Problemas e tarefas.
1) Indique se cada afirmação concorda com o excerto sobre o South Bronx, respondendo sim ou não e citando as palavras decisivas do texto: (a) a construção da Cross Bronx Expressway atenuou a segregação em South Bronx; (b) o Hip-Hop nasceu em South Bronx; (c) na década de 60, as classes médias mudaram-se das zonas suburbanas para South Bronx.
2) Segundo o excerto sobre o South Bronx, que autoestrada passa pelo centro de South Bronx?
3) Com base no excerto sobre o South Bronx, explique por que razão a mensagem do Hip-Hop não pode ser desconsiderada como um movimento que acabará no seu curso.

Excerto de origem.
>>>>

Ora, na década de 60, em South Bronx, observou-se um êxodo das classes médias e "brancas" (white flight) para as zonas suburbanas e, assim também, o desertar dos senhorios e das suas responsabilidades. Os despejos ou a falta de conservação dos imóveis tornou-se um problema para os que ficaram. Também a construção da Cross Bronx Expressway, autoestrada que passa pelo centro de South Bronx, acentuou este processo de segregação e declínio económico. Neste ambiente asfixiante e com a crise de 70, estas famílias com vários filhos dependentes viram as suas vidas serem agravadas. South Bronx tornou-se no pior ghetto Nova Iorquino, conotado como local de pobreza, crime, prostituição e droga, mas onde nasceu o Hip-Hop.

O Hip-Hop, desde a música à arte urbana, reflete as realidades e condições socioeconómicas e políticas de um contexto evidentemente marcado no espaço. E o ato de produzir Hip-Hop, reflete também, pela sua natureza, uma linguagem própria entre aqueles que se identificam com essas realidades. Por essa razão, a mensagem do Hip-Hop não pode ser desconsiderada como um movimento que acabará no seu curso, mas antes pelo contrário, uma expressão cultural com origens em problemas que resultaram de idílicas soluções modernistas. Nesta encruzilhada urbana, dentro de uma espiral de problemas, criou-se um ambiente de fermentação musical. Estes temas que dão corpo ao "rhythm and poetry" fazem hoje, parte das discussões sobre racismo, xenofobia, preconceito, gentrificação, insucesso escolar e falta de oportunidades. Com ritmos e rimas, surgiu assim uma crítica social e destino daqueles que procuram mudanças.

<<<<

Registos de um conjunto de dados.
>>>>

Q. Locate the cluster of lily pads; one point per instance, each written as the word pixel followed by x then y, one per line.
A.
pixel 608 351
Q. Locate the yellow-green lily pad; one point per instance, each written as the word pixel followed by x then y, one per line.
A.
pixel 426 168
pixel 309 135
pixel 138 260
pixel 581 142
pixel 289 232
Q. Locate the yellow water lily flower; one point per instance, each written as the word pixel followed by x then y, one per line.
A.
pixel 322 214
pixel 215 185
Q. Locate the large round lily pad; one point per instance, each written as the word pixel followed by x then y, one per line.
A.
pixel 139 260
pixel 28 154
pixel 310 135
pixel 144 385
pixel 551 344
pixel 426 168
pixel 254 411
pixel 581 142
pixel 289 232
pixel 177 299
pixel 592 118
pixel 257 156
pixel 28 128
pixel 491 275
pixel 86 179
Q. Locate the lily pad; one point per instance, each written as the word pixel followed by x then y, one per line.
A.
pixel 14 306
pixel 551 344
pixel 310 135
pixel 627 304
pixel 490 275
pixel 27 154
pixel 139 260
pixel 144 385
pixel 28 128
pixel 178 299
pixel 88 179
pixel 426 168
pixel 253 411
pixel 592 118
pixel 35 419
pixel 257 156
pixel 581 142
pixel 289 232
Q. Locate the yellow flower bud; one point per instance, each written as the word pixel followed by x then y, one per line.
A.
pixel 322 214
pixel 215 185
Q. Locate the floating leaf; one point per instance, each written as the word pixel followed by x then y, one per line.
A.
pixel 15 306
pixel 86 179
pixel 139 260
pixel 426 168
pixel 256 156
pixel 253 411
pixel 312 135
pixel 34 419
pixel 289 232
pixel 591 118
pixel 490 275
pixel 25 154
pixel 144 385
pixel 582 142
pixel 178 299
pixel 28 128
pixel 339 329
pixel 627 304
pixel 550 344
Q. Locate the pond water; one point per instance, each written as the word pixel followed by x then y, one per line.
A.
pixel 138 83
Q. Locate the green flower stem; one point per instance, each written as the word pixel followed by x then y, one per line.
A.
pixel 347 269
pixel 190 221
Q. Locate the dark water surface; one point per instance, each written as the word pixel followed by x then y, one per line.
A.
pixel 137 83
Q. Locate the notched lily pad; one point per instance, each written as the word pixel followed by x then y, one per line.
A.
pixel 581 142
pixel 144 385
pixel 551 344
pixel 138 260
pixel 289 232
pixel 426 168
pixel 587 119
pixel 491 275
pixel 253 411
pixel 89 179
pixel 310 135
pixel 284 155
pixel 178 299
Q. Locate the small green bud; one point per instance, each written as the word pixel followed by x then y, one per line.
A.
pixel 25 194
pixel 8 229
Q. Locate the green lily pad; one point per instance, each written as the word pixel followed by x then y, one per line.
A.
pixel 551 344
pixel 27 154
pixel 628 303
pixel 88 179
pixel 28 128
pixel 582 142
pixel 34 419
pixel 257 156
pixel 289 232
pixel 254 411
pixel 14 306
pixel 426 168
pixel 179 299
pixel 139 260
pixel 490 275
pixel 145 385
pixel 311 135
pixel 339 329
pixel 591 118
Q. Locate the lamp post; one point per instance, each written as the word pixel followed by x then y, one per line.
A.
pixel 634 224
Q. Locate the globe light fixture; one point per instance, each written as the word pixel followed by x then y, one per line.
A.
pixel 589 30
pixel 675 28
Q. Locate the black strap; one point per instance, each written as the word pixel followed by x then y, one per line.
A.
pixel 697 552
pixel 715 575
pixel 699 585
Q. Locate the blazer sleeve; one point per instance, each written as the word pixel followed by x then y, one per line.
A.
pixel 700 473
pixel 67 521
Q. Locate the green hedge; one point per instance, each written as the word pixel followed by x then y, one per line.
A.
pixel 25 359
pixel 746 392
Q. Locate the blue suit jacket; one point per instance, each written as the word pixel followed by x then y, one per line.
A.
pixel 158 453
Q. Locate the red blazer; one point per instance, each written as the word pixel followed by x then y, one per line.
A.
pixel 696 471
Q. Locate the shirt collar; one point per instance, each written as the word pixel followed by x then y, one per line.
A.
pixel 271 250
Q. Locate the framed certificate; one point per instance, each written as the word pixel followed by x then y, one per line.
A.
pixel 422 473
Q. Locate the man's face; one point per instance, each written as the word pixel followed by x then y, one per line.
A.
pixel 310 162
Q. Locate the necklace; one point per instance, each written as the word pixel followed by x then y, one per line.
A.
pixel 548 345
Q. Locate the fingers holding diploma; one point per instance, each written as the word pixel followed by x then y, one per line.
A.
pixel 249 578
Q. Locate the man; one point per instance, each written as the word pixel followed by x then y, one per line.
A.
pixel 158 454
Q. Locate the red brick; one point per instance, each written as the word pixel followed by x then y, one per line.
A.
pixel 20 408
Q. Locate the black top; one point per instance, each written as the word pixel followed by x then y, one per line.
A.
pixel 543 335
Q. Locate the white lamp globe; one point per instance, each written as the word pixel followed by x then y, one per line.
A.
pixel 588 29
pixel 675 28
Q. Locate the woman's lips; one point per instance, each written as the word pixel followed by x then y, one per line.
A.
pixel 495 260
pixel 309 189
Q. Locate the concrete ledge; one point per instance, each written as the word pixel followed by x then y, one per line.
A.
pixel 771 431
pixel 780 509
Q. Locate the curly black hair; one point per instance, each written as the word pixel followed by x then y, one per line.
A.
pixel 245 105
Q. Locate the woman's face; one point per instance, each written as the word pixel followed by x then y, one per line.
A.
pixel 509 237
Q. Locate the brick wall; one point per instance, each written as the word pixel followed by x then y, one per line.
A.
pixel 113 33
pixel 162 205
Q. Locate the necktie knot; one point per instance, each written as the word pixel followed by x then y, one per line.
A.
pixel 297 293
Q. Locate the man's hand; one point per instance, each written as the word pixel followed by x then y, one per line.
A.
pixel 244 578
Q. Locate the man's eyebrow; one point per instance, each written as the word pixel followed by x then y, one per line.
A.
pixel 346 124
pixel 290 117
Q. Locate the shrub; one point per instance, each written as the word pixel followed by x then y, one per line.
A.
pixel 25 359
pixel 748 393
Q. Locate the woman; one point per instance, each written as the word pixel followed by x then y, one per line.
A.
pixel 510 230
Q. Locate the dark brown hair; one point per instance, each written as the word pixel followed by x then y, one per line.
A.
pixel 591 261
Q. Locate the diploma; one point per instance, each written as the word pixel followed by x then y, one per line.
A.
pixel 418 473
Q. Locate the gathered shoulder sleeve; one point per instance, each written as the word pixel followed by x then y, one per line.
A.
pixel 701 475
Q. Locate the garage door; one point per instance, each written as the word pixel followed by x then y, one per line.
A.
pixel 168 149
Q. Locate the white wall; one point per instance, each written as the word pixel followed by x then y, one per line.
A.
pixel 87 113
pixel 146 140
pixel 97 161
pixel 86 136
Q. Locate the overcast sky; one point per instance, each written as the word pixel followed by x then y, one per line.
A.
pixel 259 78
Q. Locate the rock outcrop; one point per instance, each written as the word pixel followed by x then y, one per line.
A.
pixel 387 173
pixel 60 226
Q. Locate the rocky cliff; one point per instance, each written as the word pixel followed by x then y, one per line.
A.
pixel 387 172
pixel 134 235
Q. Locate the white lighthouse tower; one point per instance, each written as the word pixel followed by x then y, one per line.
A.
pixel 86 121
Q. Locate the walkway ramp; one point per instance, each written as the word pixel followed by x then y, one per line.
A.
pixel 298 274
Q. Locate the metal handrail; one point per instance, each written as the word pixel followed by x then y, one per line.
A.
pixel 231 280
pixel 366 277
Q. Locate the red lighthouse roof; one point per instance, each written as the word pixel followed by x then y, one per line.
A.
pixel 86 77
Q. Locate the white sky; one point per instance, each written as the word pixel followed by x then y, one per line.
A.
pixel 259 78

<<<<

Respostas comentadas.
1)
(a) Não: "acentuou este processo de segregação e declínio económico".
(b) Sim: "mas onde nasceu o Hip-Hop".
(c) Não: "um êxodo das classes médias e "brancas" (white flight) para as zonas suburbanas".

2) A Cross Bronx Expressway.

3) O Hip-Hop reflete as realidades e condições socioeconómicas e políticas de um contexto marcado no espaço. Além disso, produzi-lo reflete uma linguagem própria entre aqueles que se identificam com essas realidades. Por essa razão, deve ser entendido como uma expressão cultural com origens em problemas que resultaram de idílicas soluções modernistas.